- [Exercise details]
Which lines of the records below contain the string "overcast"? Report each of them.

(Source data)
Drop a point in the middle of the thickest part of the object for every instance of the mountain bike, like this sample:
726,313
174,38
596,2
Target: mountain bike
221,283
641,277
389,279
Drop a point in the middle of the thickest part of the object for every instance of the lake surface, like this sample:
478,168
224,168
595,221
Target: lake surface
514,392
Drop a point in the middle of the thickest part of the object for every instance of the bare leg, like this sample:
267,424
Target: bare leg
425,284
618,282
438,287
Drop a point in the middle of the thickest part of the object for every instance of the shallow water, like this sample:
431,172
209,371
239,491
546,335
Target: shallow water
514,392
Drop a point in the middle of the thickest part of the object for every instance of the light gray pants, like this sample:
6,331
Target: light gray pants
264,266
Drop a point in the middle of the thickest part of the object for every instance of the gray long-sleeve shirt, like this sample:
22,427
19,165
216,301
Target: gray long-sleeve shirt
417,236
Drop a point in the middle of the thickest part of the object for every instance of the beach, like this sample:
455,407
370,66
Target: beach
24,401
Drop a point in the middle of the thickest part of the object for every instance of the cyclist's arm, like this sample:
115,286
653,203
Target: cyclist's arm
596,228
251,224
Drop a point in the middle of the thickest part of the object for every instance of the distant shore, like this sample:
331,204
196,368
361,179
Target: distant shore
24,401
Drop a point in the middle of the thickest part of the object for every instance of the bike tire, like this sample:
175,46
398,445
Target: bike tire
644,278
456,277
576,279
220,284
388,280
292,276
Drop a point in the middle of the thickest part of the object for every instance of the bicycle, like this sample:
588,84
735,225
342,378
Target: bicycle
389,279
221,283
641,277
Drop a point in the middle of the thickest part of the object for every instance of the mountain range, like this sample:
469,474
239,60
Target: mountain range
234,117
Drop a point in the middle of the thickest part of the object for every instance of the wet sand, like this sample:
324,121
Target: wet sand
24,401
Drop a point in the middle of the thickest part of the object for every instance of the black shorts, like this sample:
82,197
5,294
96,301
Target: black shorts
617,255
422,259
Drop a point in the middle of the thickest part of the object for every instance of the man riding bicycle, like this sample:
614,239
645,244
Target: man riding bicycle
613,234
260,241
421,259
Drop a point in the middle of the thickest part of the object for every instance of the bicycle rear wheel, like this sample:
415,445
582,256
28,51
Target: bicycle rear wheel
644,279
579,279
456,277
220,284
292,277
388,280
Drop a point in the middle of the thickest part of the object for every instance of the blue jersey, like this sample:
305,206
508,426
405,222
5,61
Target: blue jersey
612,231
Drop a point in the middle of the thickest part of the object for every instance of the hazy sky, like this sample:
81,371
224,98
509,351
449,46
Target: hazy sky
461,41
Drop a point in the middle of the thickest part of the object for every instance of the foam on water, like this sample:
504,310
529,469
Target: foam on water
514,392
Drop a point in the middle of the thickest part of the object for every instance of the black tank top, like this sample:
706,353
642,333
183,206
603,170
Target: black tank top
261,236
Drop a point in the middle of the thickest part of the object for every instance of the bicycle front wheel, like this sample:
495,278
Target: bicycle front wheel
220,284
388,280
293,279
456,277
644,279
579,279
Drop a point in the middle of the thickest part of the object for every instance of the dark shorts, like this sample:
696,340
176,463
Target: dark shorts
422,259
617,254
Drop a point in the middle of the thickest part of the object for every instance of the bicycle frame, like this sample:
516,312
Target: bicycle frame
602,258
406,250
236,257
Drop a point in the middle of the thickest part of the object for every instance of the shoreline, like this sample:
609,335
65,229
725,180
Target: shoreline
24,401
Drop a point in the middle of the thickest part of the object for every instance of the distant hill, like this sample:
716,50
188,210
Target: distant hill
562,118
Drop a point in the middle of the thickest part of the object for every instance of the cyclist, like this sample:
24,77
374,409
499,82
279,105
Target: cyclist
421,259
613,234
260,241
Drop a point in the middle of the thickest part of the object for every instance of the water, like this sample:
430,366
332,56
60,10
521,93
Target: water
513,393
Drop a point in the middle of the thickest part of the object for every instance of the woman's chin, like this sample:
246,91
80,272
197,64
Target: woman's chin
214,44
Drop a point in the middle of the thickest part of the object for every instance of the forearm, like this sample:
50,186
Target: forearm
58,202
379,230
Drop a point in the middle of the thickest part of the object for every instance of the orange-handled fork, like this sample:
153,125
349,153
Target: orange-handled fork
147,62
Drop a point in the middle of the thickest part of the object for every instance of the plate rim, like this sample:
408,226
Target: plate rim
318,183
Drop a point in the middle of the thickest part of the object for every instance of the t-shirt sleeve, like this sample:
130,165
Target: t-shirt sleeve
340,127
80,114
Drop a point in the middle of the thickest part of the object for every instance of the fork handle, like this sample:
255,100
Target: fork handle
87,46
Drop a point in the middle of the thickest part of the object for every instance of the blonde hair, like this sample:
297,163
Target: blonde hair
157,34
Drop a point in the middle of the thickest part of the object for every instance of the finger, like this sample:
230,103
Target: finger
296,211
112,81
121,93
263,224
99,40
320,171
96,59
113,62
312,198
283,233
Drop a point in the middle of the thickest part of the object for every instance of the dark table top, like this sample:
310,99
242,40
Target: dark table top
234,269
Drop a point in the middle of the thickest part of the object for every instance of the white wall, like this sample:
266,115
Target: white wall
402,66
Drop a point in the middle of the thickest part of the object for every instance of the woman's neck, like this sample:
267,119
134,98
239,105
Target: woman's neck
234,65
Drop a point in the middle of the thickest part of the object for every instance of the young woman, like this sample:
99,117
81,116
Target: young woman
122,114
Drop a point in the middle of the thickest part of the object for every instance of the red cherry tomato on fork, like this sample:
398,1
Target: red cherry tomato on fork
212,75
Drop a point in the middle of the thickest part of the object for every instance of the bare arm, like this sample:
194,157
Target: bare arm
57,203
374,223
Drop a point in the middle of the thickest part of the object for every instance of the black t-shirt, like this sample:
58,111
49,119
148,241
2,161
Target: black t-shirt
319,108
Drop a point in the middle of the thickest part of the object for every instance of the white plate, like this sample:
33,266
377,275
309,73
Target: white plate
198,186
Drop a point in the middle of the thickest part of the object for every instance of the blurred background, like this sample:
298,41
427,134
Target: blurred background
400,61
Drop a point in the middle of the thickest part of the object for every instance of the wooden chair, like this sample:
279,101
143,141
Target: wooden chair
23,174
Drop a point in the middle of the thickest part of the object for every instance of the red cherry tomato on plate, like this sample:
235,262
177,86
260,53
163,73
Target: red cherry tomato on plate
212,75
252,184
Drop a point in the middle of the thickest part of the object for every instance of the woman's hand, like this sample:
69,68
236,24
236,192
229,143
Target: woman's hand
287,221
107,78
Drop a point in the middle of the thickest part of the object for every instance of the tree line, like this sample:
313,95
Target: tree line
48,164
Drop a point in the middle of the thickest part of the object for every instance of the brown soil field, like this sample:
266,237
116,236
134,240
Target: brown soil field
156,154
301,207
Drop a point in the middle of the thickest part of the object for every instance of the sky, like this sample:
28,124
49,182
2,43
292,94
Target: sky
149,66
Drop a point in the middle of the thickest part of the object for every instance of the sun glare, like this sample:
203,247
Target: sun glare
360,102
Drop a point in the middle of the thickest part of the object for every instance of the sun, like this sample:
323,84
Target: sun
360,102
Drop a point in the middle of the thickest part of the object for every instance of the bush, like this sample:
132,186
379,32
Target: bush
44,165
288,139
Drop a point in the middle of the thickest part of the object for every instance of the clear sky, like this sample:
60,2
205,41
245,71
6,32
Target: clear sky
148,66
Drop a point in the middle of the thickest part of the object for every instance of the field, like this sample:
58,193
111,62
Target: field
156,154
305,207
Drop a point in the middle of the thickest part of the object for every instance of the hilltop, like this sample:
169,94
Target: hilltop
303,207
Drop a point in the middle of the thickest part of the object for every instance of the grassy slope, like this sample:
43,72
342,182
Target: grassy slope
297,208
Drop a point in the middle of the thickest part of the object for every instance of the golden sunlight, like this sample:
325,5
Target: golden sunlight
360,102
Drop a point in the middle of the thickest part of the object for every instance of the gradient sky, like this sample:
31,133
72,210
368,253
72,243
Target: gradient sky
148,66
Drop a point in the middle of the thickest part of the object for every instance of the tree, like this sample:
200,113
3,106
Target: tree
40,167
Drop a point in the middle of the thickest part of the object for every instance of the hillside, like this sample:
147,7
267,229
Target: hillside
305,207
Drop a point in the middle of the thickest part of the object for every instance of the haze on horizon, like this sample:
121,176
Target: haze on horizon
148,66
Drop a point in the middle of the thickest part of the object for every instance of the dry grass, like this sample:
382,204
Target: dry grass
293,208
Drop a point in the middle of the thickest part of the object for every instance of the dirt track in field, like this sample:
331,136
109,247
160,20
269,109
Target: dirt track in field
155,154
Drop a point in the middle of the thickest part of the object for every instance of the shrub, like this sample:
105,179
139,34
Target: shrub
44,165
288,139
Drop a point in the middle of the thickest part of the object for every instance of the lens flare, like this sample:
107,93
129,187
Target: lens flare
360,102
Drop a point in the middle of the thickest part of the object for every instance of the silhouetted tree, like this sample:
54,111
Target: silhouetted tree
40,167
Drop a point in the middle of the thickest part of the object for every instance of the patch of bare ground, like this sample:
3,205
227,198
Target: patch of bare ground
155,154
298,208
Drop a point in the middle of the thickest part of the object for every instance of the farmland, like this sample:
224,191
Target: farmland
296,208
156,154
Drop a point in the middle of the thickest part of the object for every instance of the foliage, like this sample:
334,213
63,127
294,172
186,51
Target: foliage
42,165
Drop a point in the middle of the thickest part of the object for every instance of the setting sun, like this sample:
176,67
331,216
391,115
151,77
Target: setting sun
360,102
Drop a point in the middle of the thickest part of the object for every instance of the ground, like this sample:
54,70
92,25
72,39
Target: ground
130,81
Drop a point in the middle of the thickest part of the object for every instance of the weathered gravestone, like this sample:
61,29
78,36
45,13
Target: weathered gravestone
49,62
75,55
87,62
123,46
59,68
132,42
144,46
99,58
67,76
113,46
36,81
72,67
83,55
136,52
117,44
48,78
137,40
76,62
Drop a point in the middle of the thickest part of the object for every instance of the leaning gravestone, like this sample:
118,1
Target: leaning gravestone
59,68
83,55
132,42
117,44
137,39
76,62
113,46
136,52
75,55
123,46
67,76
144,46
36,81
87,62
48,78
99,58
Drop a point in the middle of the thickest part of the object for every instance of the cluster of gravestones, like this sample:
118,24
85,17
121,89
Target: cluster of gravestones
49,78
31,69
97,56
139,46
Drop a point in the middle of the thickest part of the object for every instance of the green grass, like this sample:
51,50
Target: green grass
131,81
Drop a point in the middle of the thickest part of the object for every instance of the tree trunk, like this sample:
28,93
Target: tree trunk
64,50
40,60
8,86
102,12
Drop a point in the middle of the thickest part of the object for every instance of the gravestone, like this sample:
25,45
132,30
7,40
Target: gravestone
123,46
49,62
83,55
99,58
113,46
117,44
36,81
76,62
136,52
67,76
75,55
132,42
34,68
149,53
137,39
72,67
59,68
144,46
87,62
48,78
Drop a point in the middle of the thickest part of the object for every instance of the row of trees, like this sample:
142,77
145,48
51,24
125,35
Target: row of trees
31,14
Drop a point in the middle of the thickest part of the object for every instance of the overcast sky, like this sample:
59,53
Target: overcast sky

- [Result of this exercise]
Drop a point in the middle of the thickest part of the object for every instance of the overcast sky, like this sample:
Target: overcast sky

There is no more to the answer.